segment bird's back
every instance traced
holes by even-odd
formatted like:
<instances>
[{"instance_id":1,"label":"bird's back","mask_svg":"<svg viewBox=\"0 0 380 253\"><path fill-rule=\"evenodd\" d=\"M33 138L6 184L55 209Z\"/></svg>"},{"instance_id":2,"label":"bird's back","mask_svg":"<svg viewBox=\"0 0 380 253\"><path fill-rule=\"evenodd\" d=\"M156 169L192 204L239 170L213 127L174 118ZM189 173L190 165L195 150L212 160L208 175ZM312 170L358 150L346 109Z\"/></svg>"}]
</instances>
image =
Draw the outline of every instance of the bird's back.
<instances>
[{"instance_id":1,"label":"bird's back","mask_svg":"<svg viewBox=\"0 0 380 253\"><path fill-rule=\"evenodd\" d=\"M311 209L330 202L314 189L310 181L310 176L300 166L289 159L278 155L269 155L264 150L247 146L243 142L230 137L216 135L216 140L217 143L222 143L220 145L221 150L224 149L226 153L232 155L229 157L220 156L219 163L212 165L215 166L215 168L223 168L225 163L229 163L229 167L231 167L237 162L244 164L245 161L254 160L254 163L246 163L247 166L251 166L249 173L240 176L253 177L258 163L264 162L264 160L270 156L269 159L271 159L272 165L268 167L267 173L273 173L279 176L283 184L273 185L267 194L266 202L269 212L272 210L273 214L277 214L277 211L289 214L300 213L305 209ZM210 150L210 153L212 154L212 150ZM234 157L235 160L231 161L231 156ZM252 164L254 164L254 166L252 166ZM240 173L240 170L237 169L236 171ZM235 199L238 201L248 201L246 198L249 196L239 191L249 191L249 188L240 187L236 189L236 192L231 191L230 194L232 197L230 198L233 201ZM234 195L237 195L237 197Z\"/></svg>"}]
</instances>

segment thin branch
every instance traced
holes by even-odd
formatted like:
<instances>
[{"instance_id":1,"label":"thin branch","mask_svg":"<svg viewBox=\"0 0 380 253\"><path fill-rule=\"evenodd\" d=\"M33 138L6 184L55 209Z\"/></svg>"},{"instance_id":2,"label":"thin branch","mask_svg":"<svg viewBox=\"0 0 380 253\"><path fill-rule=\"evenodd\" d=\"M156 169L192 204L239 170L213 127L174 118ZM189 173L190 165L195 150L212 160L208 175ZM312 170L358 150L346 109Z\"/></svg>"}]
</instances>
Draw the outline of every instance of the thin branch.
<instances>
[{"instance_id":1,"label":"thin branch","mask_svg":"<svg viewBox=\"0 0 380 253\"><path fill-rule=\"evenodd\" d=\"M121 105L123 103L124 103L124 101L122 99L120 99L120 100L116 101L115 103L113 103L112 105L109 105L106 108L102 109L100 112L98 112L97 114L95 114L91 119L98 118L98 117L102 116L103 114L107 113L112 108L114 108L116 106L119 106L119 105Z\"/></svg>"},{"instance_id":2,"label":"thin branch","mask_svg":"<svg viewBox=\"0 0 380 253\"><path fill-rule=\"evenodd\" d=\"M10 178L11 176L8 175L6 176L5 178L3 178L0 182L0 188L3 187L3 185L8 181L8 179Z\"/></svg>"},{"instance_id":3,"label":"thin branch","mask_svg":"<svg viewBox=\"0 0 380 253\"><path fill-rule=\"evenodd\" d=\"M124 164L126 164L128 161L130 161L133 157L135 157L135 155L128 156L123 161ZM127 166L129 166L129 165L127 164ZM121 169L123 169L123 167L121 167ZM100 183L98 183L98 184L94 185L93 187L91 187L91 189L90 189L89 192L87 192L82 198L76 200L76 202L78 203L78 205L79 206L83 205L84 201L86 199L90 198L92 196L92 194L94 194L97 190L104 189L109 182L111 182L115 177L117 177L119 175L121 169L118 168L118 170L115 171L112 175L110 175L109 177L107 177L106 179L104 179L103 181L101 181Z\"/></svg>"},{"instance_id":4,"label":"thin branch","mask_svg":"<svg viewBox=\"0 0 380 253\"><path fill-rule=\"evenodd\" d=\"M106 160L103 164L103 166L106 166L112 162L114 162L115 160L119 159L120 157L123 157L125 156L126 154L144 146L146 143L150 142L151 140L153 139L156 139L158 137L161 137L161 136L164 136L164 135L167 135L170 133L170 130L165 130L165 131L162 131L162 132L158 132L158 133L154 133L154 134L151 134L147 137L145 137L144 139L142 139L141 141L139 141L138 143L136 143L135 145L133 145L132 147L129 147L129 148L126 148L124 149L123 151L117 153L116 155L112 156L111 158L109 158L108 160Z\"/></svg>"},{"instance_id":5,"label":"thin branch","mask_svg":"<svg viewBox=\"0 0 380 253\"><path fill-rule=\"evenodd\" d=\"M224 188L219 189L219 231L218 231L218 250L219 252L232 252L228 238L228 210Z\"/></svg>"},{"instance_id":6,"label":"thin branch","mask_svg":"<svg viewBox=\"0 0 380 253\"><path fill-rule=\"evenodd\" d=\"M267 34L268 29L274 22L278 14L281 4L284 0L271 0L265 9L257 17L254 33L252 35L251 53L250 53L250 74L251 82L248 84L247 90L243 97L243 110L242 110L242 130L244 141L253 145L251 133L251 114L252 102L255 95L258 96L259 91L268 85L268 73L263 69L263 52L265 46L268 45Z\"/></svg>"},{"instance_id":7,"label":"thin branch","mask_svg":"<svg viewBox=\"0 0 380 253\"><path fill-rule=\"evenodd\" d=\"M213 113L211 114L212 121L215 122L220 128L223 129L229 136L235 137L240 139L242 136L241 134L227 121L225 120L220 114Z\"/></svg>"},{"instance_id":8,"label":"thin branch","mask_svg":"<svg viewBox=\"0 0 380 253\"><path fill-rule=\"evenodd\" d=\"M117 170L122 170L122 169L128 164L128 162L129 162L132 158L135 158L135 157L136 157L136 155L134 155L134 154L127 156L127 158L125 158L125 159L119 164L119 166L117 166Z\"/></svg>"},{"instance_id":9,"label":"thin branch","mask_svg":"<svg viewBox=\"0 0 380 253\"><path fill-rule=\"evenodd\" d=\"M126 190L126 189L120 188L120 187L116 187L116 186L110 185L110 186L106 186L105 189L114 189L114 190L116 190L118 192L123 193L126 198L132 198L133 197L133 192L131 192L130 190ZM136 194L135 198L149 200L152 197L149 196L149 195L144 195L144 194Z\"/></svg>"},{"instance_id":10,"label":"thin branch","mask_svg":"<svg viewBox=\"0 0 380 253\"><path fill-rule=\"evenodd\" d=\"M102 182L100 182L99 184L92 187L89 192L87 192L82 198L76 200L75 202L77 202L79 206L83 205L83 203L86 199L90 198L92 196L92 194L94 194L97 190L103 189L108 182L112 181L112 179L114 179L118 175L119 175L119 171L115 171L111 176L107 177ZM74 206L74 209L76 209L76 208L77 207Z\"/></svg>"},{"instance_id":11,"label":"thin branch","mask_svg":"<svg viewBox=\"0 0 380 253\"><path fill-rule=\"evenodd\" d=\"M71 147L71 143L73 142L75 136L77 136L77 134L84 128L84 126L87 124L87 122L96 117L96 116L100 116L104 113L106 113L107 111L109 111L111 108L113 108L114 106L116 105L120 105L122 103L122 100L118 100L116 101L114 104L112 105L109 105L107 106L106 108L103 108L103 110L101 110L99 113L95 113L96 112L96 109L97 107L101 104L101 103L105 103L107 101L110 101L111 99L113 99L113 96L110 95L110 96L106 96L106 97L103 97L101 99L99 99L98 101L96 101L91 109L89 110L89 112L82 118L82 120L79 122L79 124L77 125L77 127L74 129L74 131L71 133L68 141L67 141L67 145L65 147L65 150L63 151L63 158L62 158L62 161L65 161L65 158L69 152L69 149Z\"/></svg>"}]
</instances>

· · · · · · ·

§ **About this task**
Write out, please, all of the material above exactly as written.

§ **Written reply**
segment bird's back
every instance traced
holes by even-odd
formatted like:
<instances>
[{"instance_id":1,"label":"bird's back","mask_svg":"<svg viewBox=\"0 0 380 253\"><path fill-rule=\"evenodd\" d=\"M33 138L6 184L55 209Z\"/></svg>"},{"instance_id":2,"label":"bird's back","mask_svg":"<svg viewBox=\"0 0 380 253\"><path fill-rule=\"evenodd\" d=\"M156 169L192 204L239 170L213 127L174 118ZM189 173L190 165L195 150L212 160L208 175ZM312 170L358 150L346 109Z\"/></svg>"}]
</instances>
image =
Draw the outline of every instance of the bird's back.
<instances>
[{"instance_id":1,"label":"bird's back","mask_svg":"<svg viewBox=\"0 0 380 253\"><path fill-rule=\"evenodd\" d=\"M311 209L330 202L314 189L310 181L310 176L300 166L289 159L278 155L269 155L264 150L247 146L243 142L230 137L216 135L216 140L217 143L222 143L220 145L221 150L224 149L226 153L232 155L229 157L220 156L219 163L212 165L215 166L215 168L223 168L225 163L229 163L229 167L231 167L237 162L244 164L245 161L254 160L254 163L246 163L247 166L251 166L249 173L240 176L253 177L258 163L264 162L264 160L270 156L269 159L271 159L272 165L268 167L267 173L273 173L279 176L283 184L273 185L267 194L266 202L269 212L272 210L273 214L277 214L277 211L289 214L300 213L305 209ZM210 150L210 153L212 154L212 150ZM234 157L235 160L231 161L231 156ZM252 164L254 164L254 166L252 166ZM240 173L240 170L237 169L236 171ZM235 199L238 201L248 201L246 198L249 196L239 191L249 191L249 188L240 187L236 189L236 192L231 191L230 194L232 197L230 198L233 201ZM234 195L237 195L237 197Z\"/></svg>"}]
</instances>

segment thin branch
every instance traced
holes by even-odd
formatted like:
<instances>
[{"instance_id":1,"label":"thin branch","mask_svg":"<svg viewBox=\"0 0 380 253\"><path fill-rule=\"evenodd\" d=\"M33 138L6 184L55 209Z\"/></svg>"},{"instance_id":2,"label":"thin branch","mask_svg":"<svg viewBox=\"0 0 380 253\"><path fill-rule=\"evenodd\" d=\"M156 169L192 204L239 170L213 127L174 118ZM189 173L190 165L195 150L212 160L208 175ZM312 170L358 150L346 109Z\"/></svg>"}]
</instances>
Draw the outline of every instance of the thin branch.
<instances>
[{"instance_id":1,"label":"thin branch","mask_svg":"<svg viewBox=\"0 0 380 253\"><path fill-rule=\"evenodd\" d=\"M121 105L123 103L124 103L124 101L122 99L120 99L120 100L116 101L115 103L113 103L112 105L109 105L106 108L102 109L100 112L98 112L97 114L95 114L91 119L98 118L98 117L102 116L103 114L107 113L112 108L114 108L116 106L119 106L119 105Z\"/></svg>"},{"instance_id":2,"label":"thin branch","mask_svg":"<svg viewBox=\"0 0 380 253\"><path fill-rule=\"evenodd\" d=\"M10 178L11 176L8 175L6 176L5 178L3 178L0 182L0 188L3 187L3 185L8 181L8 179Z\"/></svg>"},{"instance_id":3,"label":"thin branch","mask_svg":"<svg viewBox=\"0 0 380 253\"><path fill-rule=\"evenodd\" d=\"M124 164L126 164L128 161L130 161L133 157L135 157L135 155L128 156L123 161ZM127 166L129 166L129 165L127 164ZM121 169L123 169L123 167L121 167ZM100 183L98 183L98 184L94 185L93 187L91 187L91 189L90 189L89 192L87 192L82 198L76 200L76 202L78 203L78 205L79 206L83 205L84 201L86 199L90 198L92 196L92 194L94 194L97 190L104 189L109 182L111 182L115 177L117 177L119 175L121 169L118 168L118 170L115 171L112 175L110 175L109 177L107 177L106 179L104 179L103 181L101 181Z\"/></svg>"},{"instance_id":4,"label":"thin branch","mask_svg":"<svg viewBox=\"0 0 380 253\"><path fill-rule=\"evenodd\" d=\"M106 160L103 164L103 166L106 166L112 162L114 162L115 160L119 159L120 157L123 157L125 156L126 154L144 146L146 143L150 142L151 140L153 139L156 139L158 137L161 137L161 136L164 136L164 135L167 135L170 133L170 130L165 130L165 131L162 131L162 132L158 132L158 133L154 133L154 134L151 134L147 137L145 137L144 139L142 139L141 141L139 141L138 143L136 143L135 145L133 145L132 147L129 147L129 148L126 148L124 149L123 151L117 153L116 155L112 156L111 158L109 158L108 160Z\"/></svg>"},{"instance_id":5,"label":"thin branch","mask_svg":"<svg viewBox=\"0 0 380 253\"><path fill-rule=\"evenodd\" d=\"M224 188L219 189L219 231L218 231L218 250L219 252L232 252L228 238L228 210Z\"/></svg>"},{"instance_id":6,"label":"thin branch","mask_svg":"<svg viewBox=\"0 0 380 253\"><path fill-rule=\"evenodd\" d=\"M267 34L268 29L274 22L278 14L281 4L284 0L271 0L265 9L257 17L254 33L252 35L251 53L250 53L250 74L251 82L248 84L247 90L243 97L243 110L242 110L242 130L244 141L253 145L251 133L251 114L252 102L255 95L258 96L259 91L268 85L268 73L263 69L263 52L265 46L268 45Z\"/></svg>"},{"instance_id":7,"label":"thin branch","mask_svg":"<svg viewBox=\"0 0 380 253\"><path fill-rule=\"evenodd\" d=\"M213 113L211 114L212 121L215 122L220 128L223 129L229 136L235 137L240 139L242 136L241 134L227 121L225 120L220 114Z\"/></svg>"},{"instance_id":8,"label":"thin branch","mask_svg":"<svg viewBox=\"0 0 380 253\"><path fill-rule=\"evenodd\" d=\"M117 170L122 170L122 169L128 164L128 162L129 162L132 158L135 158L135 157L136 157L136 155L134 155L134 154L127 156L127 158L125 158L125 159L119 164L119 166L117 166Z\"/></svg>"},{"instance_id":9,"label":"thin branch","mask_svg":"<svg viewBox=\"0 0 380 253\"><path fill-rule=\"evenodd\" d=\"M126 190L126 189L120 188L120 187L116 187L116 186L110 185L110 186L106 186L105 189L114 189L114 190L116 190L118 192L123 193L126 198L132 198L133 197L133 192L131 192L130 190ZM136 194L135 198L149 200L152 197L149 196L149 195L144 195L144 194Z\"/></svg>"},{"instance_id":10,"label":"thin branch","mask_svg":"<svg viewBox=\"0 0 380 253\"><path fill-rule=\"evenodd\" d=\"M102 182L100 182L99 184L92 187L89 192L87 192L82 198L76 200L75 202L77 202L79 206L83 205L83 203L86 199L90 198L92 196L92 194L94 194L97 190L103 189L108 182L112 181L112 179L114 179L118 175L119 175L119 171L115 171L111 176L107 177ZM74 206L74 209L76 209L76 208L77 207Z\"/></svg>"},{"instance_id":11,"label":"thin branch","mask_svg":"<svg viewBox=\"0 0 380 253\"><path fill-rule=\"evenodd\" d=\"M71 147L71 143L73 142L75 136L77 136L77 134L84 128L84 126L87 124L87 122L96 117L96 116L100 116L104 113L106 113L107 111L109 111L111 108L113 108L114 106L116 105L120 105L122 103L122 100L118 100L116 101L114 104L112 105L109 105L107 106L106 108L103 108L103 110L101 110L99 113L95 113L96 112L96 109L97 107L101 104L101 103L105 103L107 101L110 101L111 99L113 99L113 96L110 95L110 96L106 96L106 97L103 97L101 99L99 99L98 101L96 101L91 109L89 110L89 112L82 118L82 120L79 122L79 124L77 125L77 127L74 129L74 131L71 133L68 141L67 141L67 145L65 147L65 150L63 151L63 158L62 158L62 161L65 161L65 158L69 152L69 149Z\"/></svg>"}]
</instances>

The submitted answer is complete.